* begin Data for this exercise *

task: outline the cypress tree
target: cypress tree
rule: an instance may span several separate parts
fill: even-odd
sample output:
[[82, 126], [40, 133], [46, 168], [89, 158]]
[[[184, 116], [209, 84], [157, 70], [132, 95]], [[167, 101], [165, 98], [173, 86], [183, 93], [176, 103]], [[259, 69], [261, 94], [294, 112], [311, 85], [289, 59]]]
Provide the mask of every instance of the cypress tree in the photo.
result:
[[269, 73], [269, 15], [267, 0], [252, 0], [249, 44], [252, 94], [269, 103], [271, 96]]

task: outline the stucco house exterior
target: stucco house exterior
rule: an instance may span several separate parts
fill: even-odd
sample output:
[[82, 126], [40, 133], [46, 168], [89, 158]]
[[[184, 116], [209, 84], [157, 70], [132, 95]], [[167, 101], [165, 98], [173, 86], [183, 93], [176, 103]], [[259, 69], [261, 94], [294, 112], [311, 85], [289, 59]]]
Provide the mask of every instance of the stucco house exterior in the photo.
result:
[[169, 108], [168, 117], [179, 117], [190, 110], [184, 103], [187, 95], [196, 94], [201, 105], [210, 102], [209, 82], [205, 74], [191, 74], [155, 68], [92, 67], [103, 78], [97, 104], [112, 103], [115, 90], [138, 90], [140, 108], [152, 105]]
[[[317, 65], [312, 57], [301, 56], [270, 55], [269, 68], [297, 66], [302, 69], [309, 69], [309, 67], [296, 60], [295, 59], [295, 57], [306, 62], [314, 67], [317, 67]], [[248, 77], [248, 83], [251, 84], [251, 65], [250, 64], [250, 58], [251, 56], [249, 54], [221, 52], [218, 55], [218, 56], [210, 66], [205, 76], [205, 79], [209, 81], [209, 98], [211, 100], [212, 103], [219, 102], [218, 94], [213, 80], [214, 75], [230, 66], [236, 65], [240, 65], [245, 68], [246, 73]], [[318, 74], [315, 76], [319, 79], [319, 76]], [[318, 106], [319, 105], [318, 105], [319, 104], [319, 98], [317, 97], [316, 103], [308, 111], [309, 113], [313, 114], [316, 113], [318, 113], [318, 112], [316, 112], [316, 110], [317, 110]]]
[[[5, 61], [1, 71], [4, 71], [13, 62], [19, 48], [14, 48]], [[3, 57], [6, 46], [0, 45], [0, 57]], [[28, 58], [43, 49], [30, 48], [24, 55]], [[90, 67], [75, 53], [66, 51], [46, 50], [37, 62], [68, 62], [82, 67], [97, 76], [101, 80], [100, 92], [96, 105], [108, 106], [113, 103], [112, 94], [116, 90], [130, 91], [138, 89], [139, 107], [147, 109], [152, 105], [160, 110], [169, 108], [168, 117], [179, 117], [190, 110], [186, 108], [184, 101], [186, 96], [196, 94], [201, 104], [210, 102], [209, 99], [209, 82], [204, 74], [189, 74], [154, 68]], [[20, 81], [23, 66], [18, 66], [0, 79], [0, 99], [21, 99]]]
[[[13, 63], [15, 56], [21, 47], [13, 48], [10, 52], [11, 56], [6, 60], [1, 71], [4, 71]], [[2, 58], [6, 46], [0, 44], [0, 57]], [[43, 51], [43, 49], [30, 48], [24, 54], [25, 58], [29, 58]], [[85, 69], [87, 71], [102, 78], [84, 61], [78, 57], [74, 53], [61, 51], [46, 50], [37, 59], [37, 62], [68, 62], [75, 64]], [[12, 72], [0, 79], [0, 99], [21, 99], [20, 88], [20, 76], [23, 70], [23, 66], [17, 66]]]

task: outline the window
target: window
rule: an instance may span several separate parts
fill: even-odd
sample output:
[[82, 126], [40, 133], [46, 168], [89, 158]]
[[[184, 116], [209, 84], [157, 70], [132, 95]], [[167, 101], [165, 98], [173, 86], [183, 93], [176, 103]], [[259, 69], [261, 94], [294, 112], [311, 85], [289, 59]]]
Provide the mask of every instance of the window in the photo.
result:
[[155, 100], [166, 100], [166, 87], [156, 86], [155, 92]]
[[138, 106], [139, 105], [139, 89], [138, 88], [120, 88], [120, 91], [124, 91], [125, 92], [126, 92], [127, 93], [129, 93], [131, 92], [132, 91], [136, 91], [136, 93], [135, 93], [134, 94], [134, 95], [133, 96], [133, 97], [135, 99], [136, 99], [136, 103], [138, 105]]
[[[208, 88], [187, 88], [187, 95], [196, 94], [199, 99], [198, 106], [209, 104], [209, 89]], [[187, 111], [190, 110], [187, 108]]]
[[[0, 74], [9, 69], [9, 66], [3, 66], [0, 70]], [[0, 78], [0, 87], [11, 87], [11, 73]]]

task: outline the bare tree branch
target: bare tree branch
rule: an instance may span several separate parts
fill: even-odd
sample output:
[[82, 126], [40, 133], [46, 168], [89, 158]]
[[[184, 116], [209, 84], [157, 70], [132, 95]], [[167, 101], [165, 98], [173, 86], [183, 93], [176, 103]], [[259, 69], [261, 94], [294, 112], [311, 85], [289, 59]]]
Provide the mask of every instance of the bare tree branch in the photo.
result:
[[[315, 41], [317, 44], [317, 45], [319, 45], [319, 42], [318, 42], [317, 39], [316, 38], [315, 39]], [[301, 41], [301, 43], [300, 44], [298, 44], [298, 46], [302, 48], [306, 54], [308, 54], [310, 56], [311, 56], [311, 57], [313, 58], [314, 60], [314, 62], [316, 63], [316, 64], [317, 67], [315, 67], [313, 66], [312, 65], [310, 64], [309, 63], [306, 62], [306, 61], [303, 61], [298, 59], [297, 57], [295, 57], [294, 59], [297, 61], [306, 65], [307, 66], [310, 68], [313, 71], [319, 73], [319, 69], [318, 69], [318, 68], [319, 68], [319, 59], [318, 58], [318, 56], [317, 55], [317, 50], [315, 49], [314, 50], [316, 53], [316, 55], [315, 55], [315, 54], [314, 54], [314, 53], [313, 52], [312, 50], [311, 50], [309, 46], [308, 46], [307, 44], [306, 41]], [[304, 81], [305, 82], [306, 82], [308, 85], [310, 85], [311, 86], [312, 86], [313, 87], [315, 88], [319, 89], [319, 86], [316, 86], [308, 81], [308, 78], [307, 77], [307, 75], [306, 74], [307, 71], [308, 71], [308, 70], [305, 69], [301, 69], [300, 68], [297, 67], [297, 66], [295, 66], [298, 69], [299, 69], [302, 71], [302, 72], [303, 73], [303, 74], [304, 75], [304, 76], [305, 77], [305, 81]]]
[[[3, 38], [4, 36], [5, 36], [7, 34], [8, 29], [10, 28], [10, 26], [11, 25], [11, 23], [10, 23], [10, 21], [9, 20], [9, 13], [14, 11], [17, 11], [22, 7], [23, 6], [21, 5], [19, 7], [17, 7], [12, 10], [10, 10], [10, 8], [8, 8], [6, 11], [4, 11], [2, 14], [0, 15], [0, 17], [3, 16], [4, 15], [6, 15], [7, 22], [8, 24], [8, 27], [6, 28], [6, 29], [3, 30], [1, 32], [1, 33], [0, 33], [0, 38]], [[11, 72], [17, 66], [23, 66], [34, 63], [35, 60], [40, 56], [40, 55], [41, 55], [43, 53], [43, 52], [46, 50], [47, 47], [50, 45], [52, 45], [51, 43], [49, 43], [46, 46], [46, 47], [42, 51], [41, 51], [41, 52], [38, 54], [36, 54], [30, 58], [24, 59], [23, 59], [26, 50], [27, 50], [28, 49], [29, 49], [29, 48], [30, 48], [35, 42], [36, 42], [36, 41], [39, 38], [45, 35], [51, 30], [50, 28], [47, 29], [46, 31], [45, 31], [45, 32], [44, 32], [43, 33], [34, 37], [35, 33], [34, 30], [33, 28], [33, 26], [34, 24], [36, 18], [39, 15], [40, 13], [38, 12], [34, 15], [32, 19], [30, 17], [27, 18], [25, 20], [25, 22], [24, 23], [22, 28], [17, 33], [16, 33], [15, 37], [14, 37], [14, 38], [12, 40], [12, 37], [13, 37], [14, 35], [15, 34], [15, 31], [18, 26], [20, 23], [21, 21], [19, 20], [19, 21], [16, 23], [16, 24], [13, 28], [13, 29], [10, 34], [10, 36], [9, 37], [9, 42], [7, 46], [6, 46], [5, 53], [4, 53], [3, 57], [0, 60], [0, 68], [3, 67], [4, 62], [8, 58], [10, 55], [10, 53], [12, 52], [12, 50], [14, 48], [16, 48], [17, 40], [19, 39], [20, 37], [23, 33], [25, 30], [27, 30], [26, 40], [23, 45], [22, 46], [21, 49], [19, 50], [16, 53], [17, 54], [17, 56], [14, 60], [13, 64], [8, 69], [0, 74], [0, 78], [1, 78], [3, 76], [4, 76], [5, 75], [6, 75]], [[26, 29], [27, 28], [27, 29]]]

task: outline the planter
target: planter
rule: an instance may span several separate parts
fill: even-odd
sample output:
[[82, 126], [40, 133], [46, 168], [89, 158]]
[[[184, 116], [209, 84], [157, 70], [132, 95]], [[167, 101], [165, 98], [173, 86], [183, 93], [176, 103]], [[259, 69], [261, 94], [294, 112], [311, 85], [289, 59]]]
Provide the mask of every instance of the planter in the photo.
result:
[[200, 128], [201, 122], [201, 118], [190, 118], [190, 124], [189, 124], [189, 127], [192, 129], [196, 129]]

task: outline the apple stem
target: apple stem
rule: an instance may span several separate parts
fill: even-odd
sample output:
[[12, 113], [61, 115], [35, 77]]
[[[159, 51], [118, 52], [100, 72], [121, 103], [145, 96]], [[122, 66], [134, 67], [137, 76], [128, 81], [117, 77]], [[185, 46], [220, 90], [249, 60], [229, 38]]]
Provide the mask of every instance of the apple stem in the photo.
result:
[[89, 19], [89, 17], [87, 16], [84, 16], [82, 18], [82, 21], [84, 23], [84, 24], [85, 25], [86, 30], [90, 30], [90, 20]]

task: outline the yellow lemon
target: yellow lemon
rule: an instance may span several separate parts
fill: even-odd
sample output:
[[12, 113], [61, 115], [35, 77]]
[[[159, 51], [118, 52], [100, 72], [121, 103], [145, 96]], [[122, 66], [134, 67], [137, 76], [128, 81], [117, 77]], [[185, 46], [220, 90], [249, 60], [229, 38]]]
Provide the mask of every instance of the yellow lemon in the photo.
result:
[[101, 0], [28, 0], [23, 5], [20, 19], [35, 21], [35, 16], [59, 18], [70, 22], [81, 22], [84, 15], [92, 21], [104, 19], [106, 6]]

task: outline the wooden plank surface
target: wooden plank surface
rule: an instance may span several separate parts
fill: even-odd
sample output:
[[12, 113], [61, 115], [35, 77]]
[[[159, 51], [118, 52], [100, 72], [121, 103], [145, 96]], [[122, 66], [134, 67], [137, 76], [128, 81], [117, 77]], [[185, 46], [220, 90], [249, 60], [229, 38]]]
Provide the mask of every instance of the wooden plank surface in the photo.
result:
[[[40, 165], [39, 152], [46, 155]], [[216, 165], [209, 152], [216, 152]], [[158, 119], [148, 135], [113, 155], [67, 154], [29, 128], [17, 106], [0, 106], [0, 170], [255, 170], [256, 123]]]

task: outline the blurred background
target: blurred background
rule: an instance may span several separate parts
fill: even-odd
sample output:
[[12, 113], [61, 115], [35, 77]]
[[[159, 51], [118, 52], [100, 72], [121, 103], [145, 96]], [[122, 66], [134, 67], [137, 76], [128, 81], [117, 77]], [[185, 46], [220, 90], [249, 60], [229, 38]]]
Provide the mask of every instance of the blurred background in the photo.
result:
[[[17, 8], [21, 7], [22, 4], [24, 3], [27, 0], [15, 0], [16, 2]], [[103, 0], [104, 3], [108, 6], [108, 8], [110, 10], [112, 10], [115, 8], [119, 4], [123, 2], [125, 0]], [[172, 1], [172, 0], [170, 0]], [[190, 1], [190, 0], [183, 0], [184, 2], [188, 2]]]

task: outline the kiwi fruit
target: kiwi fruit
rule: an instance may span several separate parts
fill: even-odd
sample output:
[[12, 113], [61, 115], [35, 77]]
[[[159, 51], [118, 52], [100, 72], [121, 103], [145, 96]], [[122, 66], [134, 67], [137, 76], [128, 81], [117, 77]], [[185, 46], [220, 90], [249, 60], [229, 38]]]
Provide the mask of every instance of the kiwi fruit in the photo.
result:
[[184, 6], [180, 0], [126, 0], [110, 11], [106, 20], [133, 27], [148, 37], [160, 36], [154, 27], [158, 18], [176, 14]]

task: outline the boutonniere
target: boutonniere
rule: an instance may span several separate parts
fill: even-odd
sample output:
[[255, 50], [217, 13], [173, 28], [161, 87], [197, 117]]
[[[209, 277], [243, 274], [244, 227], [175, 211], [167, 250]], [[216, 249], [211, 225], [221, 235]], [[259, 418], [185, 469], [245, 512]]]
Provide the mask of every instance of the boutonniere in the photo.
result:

* end Data for this exercise *

_Set exercise_
Could you arrange everything from the line containing "task: outline the yellow lemon" down to the line containing "19], [106, 6]]" as a JSON list of strings, one string per line, leaving out blank lines?

_Output for this task_
[
  "task: outline the yellow lemon",
  "target: yellow lemon",
  "rule: an instance may span several separate parts",
  "fill: even-odd",
  "sample output:",
  "[[12, 113], [61, 115], [35, 77]]",
  "[[[159, 51], [118, 52], [100, 72], [121, 103], [145, 96]], [[122, 66], [134, 67], [137, 76], [128, 81], [117, 77]], [[185, 46], [220, 90], [249, 60], [229, 38]]]",
  "Provide the mask of every instance of the yellow lemon in the photo.",
  "result:",
  "[[101, 0], [28, 0], [23, 5], [20, 19], [35, 21], [35, 16], [59, 18], [70, 22], [81, 22], [84, 15], [92, 21], [104, 19], [106, 6]]"
]